Required action A -> Summarize the source extract on lipid parameters and principal component analysis in two sentences.
Required action B -> According to the source extract on lipid parameters, why was double bond position not recorded?
Required action C -> Extend the source extract on lipid parameters and principal component analysis, picking up after its final sentence.

Source extract ->
-*-

Chain length parameters
- Minimum and maximum chain lengths (i.e., the shortest and longest molecules identified within a set of lipids found within a natural or environmental sample);
- Statistical distribution of the chain lengths (if explicitly reported by the researchers, e.g., Poisson, unimodal, bimodal);
- Even or odd predominance of carbon atom number;
- Identity of the most abundant and second most abundant molecules.
Unsaturation parameters provide details regarding multiple carbon–carbon bonds
- Presence or absence of unsaturated molecules;
- Number of unique unsaturated molecules (each isomer counted as a unique molecule);
- Maximum number of double bonds found in a single molecule;
- Identity of the most abundant unsaturated molecule present within the sample (e.g., C18:1, C16:2, C20:6, etc.). Double bond position was not recorded, as determining this information requires additional chemical processing or derivatization steps during sample preparation and was not conducted or reported for many of the studies reviewed.
Branching parameters summarize the extent and nature of structural branches
- Number of unique branched molecules (each isomer counted as a unique molecule);
- Minimum and maximum chain lengths (i.e., number of carbon atoms in the main chain) of molecules that contain branches;
- Minimum and maximum number of branches present in any single molecule;
- Length (e.g., number of carbon atoms) of the shortest and longest branches present in any single molecule;
- Range of positions within the main chain where branching points occur (i.e., the first and last carbon atoms with a branching point for any of the molecules in the sample);
- Identity of the most abundant branched molecule present within a sample (main chain length and branch length/position, e.g., iso, anteiso, 9-methyl, isoprenoid, etc.).
Acyclic hydrocarbon parameters specify
- Presence of homologous series (e.g., iso, anteiso, monomethyl alkanes);
- Presence of unresolved complex mixtures (UCMs), i.e., mixtures of hydrocarbons that cannot not be identified on an individual basis because structural similarity and numerous individual isomers precludes separation.
Biological acyclic hydrocarbon (isoprenoid) parameters tabulate
- Total number of unique isoprenoids;
- Minimum and maximum number of carbon atoms (i.e., fewest and greatest number of carbon atoms present in any isoprenoid);
- Identity of the single most abundant isoprenoid.
Principal component analysis
Principal component analysis (PCA) is a statistical technique used to identify patterns in high-dimensional data and reduce its complexity by transforming it into a lower-dimensional space, by selecting certain features of the data and combining them in a specific way to create new “principal components.” These new principal components are created using the eigenvectors and eigenvalues of the covariance matrix of the original data. Eigenvectors show the directions of maximum variance in the data, and the eigenvalues show the amount of variance in those directions. PCA is often used as a preprocessing step for other machine learning algorithms, as it can help reduce the data's dimensionality and complexity while preserving as much of the underlying structure as possible. The versatility and interpretability of PCA have been well documented and shown to be effective in various fields (Jolliffe and Cadima, 2016). However, PCA is sensitive to outliers, which can have a significant impact on the results of the analysis. Outliers can affect the direction of the principal components and the amount of variance captured by each component, leading to a disproportionate influence on the results of the PCA. To ensure reliable and meaningful results, it is generally good practice to identify and handle outliers before running PCA. In our case, we omitted samples with missing features when concatenating the biotic and abiotic fatty acid datasets. Our resulting dataset comprises 381 biotic and 31 abiotic samples with 16 features (Table S1), which is a subset of the features that were analyzed individually.

-*-

Natural language region descriptions ->
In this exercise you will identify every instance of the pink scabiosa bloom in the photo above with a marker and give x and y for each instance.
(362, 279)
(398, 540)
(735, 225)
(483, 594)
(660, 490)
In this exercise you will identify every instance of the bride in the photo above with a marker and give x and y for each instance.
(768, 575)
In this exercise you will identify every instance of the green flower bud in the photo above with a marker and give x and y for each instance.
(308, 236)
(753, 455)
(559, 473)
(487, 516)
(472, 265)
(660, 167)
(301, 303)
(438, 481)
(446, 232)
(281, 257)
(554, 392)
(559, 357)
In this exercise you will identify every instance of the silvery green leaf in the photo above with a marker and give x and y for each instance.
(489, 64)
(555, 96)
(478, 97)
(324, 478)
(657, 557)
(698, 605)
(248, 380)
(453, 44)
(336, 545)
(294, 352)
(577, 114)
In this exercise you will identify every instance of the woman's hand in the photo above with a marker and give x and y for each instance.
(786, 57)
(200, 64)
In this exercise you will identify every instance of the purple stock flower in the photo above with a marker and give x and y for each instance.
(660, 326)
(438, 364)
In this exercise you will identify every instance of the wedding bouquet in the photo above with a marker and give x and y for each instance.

-*-

Response box A -> The extract lists the parameters recorded for lipid samples, covering chain length, unsaturation, branching, acyclic hydrocarbons, and isoprenoids. It then describes principal component analysis as a technique that reduces data dimensionality using the eigenvectors and eigenvalues of the covariance matrix, notes that it is sensitive to outliers, and reports a dataset of 381 biotic and 31 abiotic samples with 16 features after samples with missing features were omitted.

Response box B -> Determining it requires additional chemical processing or derivatization steps during sample preparation, and many of the reviewed studies did not conduct or report these steps.

Response box C ->
To validate that the identified molecules and their structural qualities indicate biogenicity or abiogenicity, we applied the k-means clustering algorithm (Lloyd, 1982) over the PCA-reduced data. The k-means clustering algorithm is an unsupervised learning approach that groups unlabeled data into sets of clusters, k, based on their degree of similarity. Clusters are iteratively formed by minimizing the sum of the distance of points from their respective cluster centroid. From visual inspection, we determined a k value of two and applied k-means over the subspace of the top two PCs (which account for the highest variance in the dataset).
Given that our hydrocarbon dataset contains a mixture of quantitative and qualitative values, we additionally required a metric with the ability to measure the similarities between datasets consisting of numerical, categorical, and text data. To this end, we relied on the Gower distance metric, which measures the similarities of two records that have numeric and non-numeric entries (Gower, 1971). The resulting dissimilarity matrix produced by the Gower can then be dimensionally reduced with PCA and/or clustered with k-means.
The Gower similarity matrix D Gower is calculated as the average score taken over all possible comparisons of features,
where p are the features for two observations xi = (xi 1 ,…,xip ) and xj = (xj 1 ,…,xjp ), and the score sj (x 1 ,x 2) is the partial similarity function defined as sij ∈ [0,1] for each descriptor. If a feature k is comparable for xi and xj , then a score of positive fraction or one is assigned (sijk = 1), and a score of zero if they are dissimilar (sijk = 0). Whether features are comparable depends on the type of feature k and is represented by the quantity δ ijk , where δ ijk is equal to 1 when a feature k can be compared for xi and xj , and zero otherwise.
The scores sijk
can be determined for three feature types: qualitative, quantitative, and dichotomous characters. For quantitative values, sijk
is determined as
where Rk is the range of feature k and can be the total range of the population or sample. For qualitative values, sijk = 1 if feature k of the two observations xi and xj agree and sijk = 0 if they differ. A third feature is dichotomous characters which refer to missing k features in the dataset; since these observations are removed during preprocessing, their calculations are omitted. Our resulting dataset comprises 14 features (Table S2), which is a subset of the features that were analyzed individually.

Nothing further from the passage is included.